:: Available data ::
-- Opening Marker --
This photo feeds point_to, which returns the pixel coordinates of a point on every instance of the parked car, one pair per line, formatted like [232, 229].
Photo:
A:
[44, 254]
-- Closing Marker --
-- Opening Marker --
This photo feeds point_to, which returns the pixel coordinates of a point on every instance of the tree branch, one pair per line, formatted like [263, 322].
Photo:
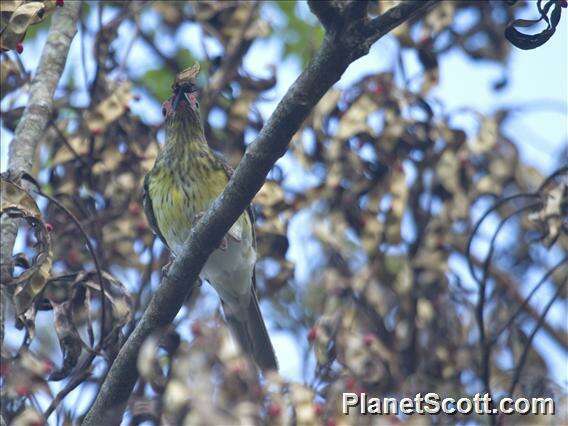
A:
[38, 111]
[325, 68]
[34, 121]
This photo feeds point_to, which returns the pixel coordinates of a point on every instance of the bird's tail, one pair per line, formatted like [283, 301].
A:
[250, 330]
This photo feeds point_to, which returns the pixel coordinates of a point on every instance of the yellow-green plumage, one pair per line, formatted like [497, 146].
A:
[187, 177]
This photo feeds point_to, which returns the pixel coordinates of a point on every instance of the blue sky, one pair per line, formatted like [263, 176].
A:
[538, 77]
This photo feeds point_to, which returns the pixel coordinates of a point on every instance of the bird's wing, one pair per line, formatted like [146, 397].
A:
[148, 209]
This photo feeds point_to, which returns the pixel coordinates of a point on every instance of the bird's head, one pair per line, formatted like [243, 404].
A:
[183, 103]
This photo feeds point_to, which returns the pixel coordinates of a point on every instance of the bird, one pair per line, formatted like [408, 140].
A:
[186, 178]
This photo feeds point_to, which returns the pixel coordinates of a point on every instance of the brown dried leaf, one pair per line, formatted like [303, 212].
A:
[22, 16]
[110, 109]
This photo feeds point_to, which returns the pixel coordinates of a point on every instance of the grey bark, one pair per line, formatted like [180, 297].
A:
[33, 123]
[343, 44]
-- Closing Marker --
-- Opening Marker --
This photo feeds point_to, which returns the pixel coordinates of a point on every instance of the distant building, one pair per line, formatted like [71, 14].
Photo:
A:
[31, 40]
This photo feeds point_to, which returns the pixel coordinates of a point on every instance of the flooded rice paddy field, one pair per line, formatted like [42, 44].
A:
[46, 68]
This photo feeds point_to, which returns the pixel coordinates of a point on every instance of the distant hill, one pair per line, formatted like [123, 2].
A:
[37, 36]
-- Closing Marker --
Find the lines above holding the word "distant" and show them.

:: Solution to the exercise ::
This photo feeds point_to, which returns the pixel coordinates of a point on every instance of the distant building, one pair per line, formatted like [71, 14].
This photo feeds point_to, which returns the pixel coordinates of a point on every instance of the distant hill, one pair per line, formatted like [123, 2].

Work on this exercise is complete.